## Information shown

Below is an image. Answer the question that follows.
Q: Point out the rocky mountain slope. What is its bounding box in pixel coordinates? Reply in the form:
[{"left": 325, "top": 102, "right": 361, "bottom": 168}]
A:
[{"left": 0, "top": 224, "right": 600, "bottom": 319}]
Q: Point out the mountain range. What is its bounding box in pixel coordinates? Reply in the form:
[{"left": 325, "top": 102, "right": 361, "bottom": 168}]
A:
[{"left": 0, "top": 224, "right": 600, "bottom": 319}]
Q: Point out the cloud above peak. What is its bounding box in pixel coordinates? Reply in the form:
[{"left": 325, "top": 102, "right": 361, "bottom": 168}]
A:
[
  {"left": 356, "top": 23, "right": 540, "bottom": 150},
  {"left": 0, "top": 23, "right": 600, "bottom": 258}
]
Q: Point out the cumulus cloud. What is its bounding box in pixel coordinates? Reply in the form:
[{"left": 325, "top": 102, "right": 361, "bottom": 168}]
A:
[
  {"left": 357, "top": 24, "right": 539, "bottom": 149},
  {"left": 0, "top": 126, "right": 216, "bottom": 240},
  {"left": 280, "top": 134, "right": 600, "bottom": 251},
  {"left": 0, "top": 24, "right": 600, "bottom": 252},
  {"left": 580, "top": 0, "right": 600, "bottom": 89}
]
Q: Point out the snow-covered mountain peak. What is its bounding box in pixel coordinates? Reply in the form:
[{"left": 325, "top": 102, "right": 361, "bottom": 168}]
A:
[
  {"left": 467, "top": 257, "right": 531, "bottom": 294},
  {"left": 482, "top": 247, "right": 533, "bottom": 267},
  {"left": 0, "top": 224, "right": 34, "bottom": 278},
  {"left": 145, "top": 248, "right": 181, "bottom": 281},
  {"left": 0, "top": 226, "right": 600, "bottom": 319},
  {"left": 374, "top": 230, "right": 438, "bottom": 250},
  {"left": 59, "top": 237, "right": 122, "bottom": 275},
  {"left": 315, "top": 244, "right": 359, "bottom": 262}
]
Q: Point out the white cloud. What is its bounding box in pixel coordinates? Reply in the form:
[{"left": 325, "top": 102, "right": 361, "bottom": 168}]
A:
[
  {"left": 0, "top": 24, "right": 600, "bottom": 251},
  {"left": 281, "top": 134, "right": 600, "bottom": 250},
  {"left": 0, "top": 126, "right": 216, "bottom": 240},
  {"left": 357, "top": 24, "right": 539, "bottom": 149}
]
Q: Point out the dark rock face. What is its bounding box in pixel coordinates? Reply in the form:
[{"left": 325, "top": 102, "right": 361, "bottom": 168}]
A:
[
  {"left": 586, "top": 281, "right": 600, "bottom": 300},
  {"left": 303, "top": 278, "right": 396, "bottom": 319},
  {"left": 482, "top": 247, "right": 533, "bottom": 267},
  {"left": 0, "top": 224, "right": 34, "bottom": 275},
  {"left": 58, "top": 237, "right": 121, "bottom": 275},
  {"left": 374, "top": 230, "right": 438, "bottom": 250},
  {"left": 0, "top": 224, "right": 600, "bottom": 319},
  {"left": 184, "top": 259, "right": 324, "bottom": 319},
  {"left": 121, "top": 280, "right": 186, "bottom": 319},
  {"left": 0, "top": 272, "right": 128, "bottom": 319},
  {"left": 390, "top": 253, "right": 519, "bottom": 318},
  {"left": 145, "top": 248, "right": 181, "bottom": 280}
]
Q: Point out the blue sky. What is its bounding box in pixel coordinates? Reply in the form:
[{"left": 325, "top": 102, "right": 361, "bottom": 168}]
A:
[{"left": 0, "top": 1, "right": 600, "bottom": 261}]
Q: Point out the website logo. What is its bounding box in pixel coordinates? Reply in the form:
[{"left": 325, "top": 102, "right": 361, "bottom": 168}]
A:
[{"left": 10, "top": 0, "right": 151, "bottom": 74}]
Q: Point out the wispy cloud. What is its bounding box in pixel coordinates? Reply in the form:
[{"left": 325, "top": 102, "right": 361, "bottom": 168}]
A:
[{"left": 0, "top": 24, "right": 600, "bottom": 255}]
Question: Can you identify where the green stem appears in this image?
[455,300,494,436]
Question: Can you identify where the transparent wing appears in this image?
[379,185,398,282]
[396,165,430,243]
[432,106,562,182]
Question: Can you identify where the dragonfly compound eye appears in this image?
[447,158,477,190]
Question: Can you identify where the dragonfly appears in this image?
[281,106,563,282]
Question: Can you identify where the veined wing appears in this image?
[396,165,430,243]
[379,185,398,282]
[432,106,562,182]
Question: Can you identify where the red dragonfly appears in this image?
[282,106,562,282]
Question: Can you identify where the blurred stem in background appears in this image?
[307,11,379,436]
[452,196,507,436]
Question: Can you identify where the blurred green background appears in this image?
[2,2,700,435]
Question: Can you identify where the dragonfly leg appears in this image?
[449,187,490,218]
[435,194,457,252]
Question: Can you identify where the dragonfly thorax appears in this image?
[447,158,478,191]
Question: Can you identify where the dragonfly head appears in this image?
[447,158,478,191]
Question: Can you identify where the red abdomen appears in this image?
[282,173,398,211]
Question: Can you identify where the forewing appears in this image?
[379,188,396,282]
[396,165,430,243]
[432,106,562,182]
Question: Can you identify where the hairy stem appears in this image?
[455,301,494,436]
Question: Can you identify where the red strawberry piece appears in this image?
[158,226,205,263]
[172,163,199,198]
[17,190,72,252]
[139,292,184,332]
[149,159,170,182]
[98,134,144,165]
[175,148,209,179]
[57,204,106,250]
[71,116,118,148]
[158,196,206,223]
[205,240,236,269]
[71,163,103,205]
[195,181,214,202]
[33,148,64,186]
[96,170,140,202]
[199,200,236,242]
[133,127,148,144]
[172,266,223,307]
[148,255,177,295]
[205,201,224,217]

## What is needed
Take the part of the records that opens with the line containing "Question: Can you identify where the blurred green" and closes with the line containing "[435,194,457,252]". Replace "dragonfly leg" with "insect leg" and write out only those lines again, leaving everything else unchanged.

## Task result
Question: Can you identify where the blurred green background appears in this image?
[2,2,700,435]
Question: Can you identify where the insect leg appears in this image?
[449,187,490,218]
[435,194,457,252]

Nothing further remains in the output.